-------- Data supplied

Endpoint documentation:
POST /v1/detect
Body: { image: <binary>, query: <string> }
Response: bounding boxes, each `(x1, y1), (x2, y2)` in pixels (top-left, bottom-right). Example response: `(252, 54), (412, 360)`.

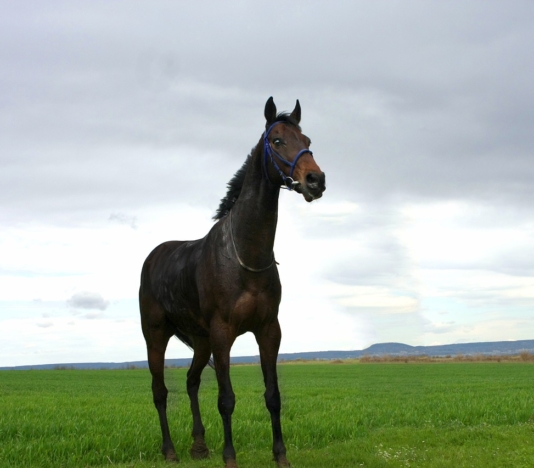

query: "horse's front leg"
(255, 320), (289, 467)
(211, 324), (238, 467)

----------------

▶ **Required action**: The lines above must be transcribed exactly, with every picture left out.

▶ **Output for this task**:
Endpoint documentation:
POST /v1/detect
Body: { image: <binary>, query: <string> }
Response: bounding boxes, each `(x1, y1), (x2, y2)` in pixels (top-left, bottom-right). Example response: `(252, 54), (412, 360)`.


query: "horse's front leg"
(255, 320), (289, 467)
(211, 324), (238, 467)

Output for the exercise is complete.